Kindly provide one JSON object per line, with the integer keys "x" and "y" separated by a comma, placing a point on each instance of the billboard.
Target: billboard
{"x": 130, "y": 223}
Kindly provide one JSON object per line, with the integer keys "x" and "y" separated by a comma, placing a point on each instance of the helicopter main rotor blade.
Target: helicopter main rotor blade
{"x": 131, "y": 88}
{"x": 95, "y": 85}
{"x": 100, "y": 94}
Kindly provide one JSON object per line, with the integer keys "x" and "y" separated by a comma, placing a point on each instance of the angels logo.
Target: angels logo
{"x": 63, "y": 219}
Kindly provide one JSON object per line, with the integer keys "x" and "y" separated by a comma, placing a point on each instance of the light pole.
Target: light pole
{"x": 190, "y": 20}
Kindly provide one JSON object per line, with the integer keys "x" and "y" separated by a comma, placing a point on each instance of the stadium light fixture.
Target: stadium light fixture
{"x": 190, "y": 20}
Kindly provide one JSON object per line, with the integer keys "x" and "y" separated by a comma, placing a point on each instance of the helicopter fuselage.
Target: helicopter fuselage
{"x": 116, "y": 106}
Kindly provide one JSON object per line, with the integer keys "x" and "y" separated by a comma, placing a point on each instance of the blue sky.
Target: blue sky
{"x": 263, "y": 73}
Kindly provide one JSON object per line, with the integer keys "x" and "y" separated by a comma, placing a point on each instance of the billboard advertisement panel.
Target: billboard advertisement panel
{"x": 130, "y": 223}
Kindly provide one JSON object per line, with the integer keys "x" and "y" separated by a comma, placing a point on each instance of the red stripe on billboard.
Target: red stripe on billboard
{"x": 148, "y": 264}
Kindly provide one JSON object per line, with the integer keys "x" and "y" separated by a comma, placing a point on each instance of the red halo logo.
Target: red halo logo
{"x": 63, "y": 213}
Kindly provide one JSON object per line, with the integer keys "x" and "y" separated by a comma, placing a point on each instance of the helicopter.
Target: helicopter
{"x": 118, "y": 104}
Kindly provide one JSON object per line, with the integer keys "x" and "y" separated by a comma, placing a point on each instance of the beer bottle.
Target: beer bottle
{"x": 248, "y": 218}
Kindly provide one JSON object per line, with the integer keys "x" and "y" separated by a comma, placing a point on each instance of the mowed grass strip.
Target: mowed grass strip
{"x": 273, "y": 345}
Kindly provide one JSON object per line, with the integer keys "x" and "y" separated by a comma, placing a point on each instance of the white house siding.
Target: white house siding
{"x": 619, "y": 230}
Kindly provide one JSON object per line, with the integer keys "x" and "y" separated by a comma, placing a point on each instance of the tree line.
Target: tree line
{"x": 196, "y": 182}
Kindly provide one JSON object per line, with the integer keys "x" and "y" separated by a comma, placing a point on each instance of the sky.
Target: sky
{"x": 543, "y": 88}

##############################

### [WHAT IS EXPECTED]
Please render the lines from the one containing "of the sky." through the end of the items as a Markdown table with the columns No. and Line, one numbered row per line and blank lines left out.

### [COMPLETED TASK]
| No. | Line |
|---|---|
| 1 | Kindly provide one JSON object per line, with the integer keys "x" and "y" separated by a comma, placing a point on each instance of the sky. |
| 2 | Target: sky |
| 3 | {"x": 543, "y": 88} |